[Location identification entries]
%%

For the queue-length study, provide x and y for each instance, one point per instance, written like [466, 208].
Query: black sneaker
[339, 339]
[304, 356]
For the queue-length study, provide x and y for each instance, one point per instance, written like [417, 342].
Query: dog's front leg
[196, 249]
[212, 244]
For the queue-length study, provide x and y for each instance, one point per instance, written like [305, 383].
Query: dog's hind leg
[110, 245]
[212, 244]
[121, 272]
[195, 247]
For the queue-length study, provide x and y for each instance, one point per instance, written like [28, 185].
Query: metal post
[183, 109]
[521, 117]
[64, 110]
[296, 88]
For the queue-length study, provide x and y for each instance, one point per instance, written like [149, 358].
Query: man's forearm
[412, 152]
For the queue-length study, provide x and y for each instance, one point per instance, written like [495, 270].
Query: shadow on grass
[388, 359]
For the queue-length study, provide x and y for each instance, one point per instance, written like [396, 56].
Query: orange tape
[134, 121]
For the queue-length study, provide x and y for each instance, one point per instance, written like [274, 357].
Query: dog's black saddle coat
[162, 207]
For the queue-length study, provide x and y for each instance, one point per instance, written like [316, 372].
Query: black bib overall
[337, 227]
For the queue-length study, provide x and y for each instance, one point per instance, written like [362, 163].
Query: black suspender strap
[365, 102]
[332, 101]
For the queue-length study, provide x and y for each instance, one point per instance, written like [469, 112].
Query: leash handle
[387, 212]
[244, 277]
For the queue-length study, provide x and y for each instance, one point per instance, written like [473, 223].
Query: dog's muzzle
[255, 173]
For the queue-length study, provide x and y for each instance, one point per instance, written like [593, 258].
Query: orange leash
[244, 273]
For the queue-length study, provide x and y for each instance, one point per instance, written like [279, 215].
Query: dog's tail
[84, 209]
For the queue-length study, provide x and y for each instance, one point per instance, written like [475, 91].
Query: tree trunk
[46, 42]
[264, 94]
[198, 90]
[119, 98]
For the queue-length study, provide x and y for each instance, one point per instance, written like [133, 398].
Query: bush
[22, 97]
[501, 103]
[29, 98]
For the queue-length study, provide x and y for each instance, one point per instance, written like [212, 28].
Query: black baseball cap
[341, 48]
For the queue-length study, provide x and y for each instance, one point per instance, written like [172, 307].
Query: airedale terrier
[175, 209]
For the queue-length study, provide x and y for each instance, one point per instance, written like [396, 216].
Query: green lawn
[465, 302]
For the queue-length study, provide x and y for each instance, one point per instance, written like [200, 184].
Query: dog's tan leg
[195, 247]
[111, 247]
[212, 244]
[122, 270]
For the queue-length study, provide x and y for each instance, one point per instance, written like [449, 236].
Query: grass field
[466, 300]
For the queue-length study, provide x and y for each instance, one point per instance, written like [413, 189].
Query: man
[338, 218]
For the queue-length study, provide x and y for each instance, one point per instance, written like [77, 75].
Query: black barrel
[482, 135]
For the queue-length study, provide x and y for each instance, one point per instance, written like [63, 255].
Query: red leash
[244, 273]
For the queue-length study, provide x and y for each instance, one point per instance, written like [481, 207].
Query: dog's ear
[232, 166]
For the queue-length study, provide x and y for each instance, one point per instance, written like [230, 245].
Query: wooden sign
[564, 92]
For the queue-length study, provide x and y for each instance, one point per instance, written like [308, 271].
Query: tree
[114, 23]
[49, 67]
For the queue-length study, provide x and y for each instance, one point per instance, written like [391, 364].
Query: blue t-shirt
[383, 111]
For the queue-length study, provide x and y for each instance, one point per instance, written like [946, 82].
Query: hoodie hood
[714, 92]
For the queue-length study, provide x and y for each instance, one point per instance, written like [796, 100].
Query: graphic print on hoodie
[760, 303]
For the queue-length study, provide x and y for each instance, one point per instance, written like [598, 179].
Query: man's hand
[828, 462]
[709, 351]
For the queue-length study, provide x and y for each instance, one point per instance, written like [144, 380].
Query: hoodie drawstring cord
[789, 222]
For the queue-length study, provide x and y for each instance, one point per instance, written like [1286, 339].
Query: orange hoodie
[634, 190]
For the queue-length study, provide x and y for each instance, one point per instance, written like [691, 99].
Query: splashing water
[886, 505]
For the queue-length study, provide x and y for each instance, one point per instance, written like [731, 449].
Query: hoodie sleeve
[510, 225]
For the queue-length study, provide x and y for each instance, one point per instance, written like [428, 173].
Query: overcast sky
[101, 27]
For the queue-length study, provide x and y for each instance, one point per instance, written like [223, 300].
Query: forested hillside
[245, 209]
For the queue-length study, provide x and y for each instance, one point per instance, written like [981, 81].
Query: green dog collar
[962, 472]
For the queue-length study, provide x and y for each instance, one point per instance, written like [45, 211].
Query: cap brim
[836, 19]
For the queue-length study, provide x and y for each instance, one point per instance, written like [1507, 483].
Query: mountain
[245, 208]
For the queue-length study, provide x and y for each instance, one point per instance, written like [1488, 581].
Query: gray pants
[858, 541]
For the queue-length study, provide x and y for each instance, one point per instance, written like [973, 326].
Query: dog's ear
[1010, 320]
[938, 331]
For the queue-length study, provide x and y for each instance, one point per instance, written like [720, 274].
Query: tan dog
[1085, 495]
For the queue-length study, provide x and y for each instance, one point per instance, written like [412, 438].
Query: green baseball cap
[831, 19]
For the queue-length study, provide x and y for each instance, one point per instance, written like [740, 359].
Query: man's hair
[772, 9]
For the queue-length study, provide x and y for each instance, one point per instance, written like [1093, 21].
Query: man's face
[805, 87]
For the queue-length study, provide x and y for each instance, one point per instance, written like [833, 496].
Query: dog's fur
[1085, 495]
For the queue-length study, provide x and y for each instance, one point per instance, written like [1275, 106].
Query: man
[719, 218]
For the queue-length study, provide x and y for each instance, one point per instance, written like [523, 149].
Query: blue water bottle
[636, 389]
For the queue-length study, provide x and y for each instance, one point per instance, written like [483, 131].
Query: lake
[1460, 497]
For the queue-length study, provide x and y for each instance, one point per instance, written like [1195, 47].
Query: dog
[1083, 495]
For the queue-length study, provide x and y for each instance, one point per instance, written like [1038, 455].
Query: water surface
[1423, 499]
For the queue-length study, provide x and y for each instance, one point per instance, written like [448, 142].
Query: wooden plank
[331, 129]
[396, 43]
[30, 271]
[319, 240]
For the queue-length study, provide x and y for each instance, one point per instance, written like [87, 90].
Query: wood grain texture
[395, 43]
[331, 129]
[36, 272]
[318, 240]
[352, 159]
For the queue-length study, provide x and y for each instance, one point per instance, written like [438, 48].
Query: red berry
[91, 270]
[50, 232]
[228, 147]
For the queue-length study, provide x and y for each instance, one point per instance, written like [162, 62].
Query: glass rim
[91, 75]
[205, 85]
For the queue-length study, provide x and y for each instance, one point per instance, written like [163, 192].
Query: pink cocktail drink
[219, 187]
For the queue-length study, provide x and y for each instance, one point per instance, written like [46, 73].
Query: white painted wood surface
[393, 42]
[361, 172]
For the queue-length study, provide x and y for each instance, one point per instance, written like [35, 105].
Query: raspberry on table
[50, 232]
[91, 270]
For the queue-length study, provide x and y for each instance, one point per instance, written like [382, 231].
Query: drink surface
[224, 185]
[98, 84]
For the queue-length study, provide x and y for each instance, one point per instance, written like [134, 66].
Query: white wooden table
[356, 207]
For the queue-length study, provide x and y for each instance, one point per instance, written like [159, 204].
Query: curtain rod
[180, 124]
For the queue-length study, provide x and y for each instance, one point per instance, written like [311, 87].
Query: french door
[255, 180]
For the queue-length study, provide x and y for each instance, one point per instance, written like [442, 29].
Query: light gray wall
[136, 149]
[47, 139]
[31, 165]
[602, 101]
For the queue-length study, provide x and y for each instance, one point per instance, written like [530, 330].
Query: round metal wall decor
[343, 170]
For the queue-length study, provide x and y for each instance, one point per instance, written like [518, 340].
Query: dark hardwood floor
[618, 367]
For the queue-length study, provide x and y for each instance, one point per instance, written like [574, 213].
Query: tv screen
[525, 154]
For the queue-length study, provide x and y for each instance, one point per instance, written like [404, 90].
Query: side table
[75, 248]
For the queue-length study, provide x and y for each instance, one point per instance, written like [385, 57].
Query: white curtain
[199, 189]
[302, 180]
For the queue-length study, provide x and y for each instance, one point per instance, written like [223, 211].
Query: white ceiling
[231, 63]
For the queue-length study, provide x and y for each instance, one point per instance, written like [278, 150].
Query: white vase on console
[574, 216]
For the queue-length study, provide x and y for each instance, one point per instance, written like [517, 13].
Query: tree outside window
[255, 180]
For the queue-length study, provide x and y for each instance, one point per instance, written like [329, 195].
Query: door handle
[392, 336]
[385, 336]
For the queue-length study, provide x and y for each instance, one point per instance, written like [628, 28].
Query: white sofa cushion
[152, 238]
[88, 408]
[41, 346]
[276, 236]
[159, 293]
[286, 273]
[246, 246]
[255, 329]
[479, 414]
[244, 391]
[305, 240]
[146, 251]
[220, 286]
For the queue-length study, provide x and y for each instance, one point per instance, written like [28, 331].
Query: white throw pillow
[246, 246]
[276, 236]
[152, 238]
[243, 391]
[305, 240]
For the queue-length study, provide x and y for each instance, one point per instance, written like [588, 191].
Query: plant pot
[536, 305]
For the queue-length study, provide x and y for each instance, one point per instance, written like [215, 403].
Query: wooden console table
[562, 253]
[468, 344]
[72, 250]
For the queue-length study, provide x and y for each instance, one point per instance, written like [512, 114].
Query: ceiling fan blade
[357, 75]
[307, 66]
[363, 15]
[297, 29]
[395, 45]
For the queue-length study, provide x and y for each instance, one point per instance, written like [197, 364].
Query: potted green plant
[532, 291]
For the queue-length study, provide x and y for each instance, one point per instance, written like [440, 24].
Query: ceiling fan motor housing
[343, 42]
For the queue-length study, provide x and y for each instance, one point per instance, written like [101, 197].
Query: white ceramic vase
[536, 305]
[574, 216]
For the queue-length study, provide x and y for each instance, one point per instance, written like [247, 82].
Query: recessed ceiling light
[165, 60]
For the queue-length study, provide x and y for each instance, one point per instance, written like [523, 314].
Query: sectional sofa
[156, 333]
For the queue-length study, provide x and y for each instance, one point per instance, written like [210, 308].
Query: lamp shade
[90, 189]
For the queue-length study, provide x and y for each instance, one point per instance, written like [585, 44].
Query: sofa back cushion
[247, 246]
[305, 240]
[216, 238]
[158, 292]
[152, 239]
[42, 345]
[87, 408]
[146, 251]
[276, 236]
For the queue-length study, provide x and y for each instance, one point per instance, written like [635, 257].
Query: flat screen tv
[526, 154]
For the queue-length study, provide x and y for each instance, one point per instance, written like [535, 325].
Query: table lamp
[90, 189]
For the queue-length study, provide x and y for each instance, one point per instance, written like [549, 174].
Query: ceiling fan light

%%

## Requirement
Quote exactly what appears from the line containing "like [523, 314]." through the final line of the listing above, including both of those lines.

## Correct output
For the queue-length study, provide x and y for each instance, one point per instance, written like [523, 314].
Query: sectional sofa
[156, 333]
For the queue-length study, provide x and y for each instance, one point per instance, written like [210, 308].
Query: lamp shade
[90, 189]
For the queue-length study, provide x and y for each instance, one point per instance, written like [585, 44].
Query: sofa back cushion
[247, 246]
[305, 240]
[216, 238]
[158, 292]
[152, 239]
[42, 345]
[87, 408]
[146, 251]
[276, 236]
For the queue-length study, provide x and y for each instance, one point per instance, written like [635, 257].
Query: flat screen tv
[526, 154]
For the queue-length study, provide x and y for each instance, one point per instance, written like [535, 325].
Query: table lamp
[90, 189]
For the queue-length study, provide x and y for each instance, one point per instance, written like [549, 174].
Query: ceiling fan light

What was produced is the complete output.